◆ Source document:

★ ★ ★ ★ ★ ★ ★

Carl Francis Wagner (pictured left) was born in November 1917 in Regina, Saskatchewan - the third child in four years born to Louis and Lottie (nee Faulkner) Wagner. (A fourth child, daughter Phyllis would be born eight years after Carl). Carl's father, Louis, had been born and raised in the predominantly German community around Berlin, Ontario but headed west to Saskatchewan in 1907 as the prairie provinces began to boom.
Life on the prairies wasn't always easy for young Carl. Just as he was entering his teen years, the Great Depression hit and it hard the prairies particularly hard. His father had moved the family to Markinch in 1919 where he opened a garage and implement business. The Depression brought about the collapse of the business and the loss of the family home. As a young man, Carl, like his older brother Gordon, enlisted to serve with Canadian troops in World War 2. Carl served his country in a medical unit. In 1942, Carl married a young nurse named Teresa 'Tess' Latimer and together they would raise four children.
It was the game of golf though that brought notoriety to Carl. Through the 1950's and most of the 1960's, Carl was the renowned Superintendent of the Lambton Golf and Country Club which had been founded in 1902 and to this day serves as the oldest 18 hole golf course in the city of Toronto. Such was Carl's reputation that when he was hired by the Bigwin Island Resort to manage their golf course in 1968, the resort took out a quarter page ad in the front news section of the Toronto Star newspaper featuring Carl to draw in new members. But Carl's crown jewel was still to follow.

★ ★ ★ ★ ★ ★ ★

◆ The data:
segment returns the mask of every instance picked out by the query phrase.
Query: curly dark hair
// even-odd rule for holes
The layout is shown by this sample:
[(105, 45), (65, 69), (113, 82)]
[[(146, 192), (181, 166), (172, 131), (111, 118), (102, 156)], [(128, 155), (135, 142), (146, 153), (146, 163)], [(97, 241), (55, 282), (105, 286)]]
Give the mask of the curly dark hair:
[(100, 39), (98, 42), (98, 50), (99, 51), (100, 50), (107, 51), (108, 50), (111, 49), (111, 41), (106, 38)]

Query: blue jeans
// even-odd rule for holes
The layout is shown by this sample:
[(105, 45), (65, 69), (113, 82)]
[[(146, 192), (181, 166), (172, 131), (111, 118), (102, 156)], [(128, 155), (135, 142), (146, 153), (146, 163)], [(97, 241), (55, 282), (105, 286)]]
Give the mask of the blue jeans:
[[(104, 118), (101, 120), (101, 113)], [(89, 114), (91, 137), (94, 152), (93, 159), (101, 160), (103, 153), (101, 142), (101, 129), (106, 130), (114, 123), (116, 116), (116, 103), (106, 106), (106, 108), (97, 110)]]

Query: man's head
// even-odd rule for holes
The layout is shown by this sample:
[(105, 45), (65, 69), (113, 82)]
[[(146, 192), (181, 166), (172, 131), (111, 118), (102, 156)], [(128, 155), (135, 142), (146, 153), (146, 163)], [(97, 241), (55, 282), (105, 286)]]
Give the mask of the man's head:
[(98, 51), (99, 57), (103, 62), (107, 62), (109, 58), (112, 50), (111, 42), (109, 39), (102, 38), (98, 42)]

★ ★ ★ ★ ★ ★ ★

◆ Exercises to complete:
(A) Quote from the passage on Carl Wagner, starting with "Life on the" and going on through "raise four children.".
(B) Answer these questions from the passage on Carl Wagner:
(i) In what city was Carl born?
(ii) Whom did Carl marry in 1942?
(iii) Which club did Carl serve as Superintendent through the 1950s and most of the 1960s?
(C) Proceed with the passage on Carl Wagner, picking up after its final sentence.
The lines are not needed for any of this work.

◆ Answers per task:
(A)
Life on the prairies wasn't always easy for young Carl. Just as he was entering his teen years, the Great Depression hit and it hard the prairies particularly hard. His father had moved the family to Markinch in 1919 where he opened a garage and implement business. The Depression brought about the collapse of the business and the loss of the family home. As a young man, Carl, like his older brother Gordon, enlisted to serve with Canadian troops in World War 2. Carl served his country in a medical unit. In 1942, Carl married a young nurse named Teresa 'Tess' Latimer and together they would raise four children.

(B)
(i) Regina, Saskatchewan
(ii) Teresa 'Tess' Latimer, a young nurse
(iii) The Lambton Golf and Country Club

(C)
In 1969, Carl answered the call to build and manage a new golf course in Prince Edward Island. Carl and Tess subsequently established their home in Montague, Prince Edward Island. The Brudenell River Golf Course, designed by Robbie Robinson, was built by Carl on a peninsula of land that separated the Brudenell and Montague Rivers. Carl enhanced the natural beauty of the Prince Edward Island landscape by including gardens throughout the course in addition to the manicured fairways and greens that were his trademark.
Both the Bigwin Island and the Brudenell River golf courses remain ranked in the top 100 golf courses in Canada to this day!